Passage:
Sometimes one version will patch up the background after removing an object, while the other will substitute the unwanted object with another similar-looking structure that fits into the background. Google’s tool provides a few options to choose from when providing the result, while Samsung only provides one, but watermarks the new photo to clarify that it was altered using Generative Edit.
Of all the Galaxy AI features, there are two that impressed me the most: language translation and Circle to Search. While apps like Google Translate have existed for years, having translation built into the keyboard and phone app makes the whole process feel more natural.
In addition to the French example I mentioned earlier, I used Samsung’s translation features to text with a coworker who speaks Korean. As soon as she sent me a text in Korean, a prompt to translate the message to English appeared in the Messages app. I typed my response in English in a separate text box below the messaging field, and within seconds my words, translated into Korean, appeared in the message box.

Information provided:
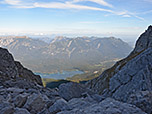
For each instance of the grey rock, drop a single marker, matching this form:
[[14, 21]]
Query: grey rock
[[36, 103], [6, 108], [143, 100], [101, 83], [107, 106], [59, 105], [20, 100], [20, 111], [72, 90], [128, 82]]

Task set:
- a) For each of statements (i) to (iii), say whether it agrees with the Galaxy AI passage. Answer yes or no, and quote the words of the passage that decide it.
(i) Samsung's tool offers several options to choose from when providing the result.
(ii) Samsung marks an altered photo to show that Generative Edit was used.
(iii) A prompt to translate the Korean message appeared in the Messages app.
- b) Continue the Galaxy AI passage, beginning after its final sentence.

The replies:
- a)
(i) No: "Samsung only provides one"
(ii) Yes: "watermarks the new photo to clarify that it was altered using Generative Edit"
(iii) Yes: "a prompt to translate the message to English appeared in the Messages app"

- b)
Features like these could be extremely useful for anyone who travels a lot, has family members who speak a different language or that frequently work with colleagues or clients in different parts of the world.
Circle to Search is another practical tool that has the potential to make certain tasks more convenient by preventing the need to switch between apps as often. It’s self explanatory; just circle an object on screen that you’d like to learn more about, and the Galaxy S24 will launch a Google search for that item or location.
I have to admit, it’s hard to fight the instinct to open Chrome or the Google app and just type in my search query the traditional way. But Circle to Search works impressively well so far. I circled images of pesto pasta in my Instagram feed to find recipes and nearby restaurants. Circling a photo of a dress that I liked in my Instagram feed also pulled up similar pieces. Dragging my finger around characters from an animated TV series I recently finished watching resulted in news stories and YouTube videos about those characters, although Google warns that search results for actual people may be limited.
Shopping is the most obvious use case, but there are other ways it could be useful. Circling my character in Diablo Immortals pulled up a search result about my character’s class, for example, which could be helpful for new players. But this experience wasn’t consistent. When I tried to reproduce that result on a separate occasion, I got links to websites and videos about other games like Final Fantasy and Genshin Impact. Depending on how Circle to Search evolves, I feel like there are opportunities for it to be much more helpful.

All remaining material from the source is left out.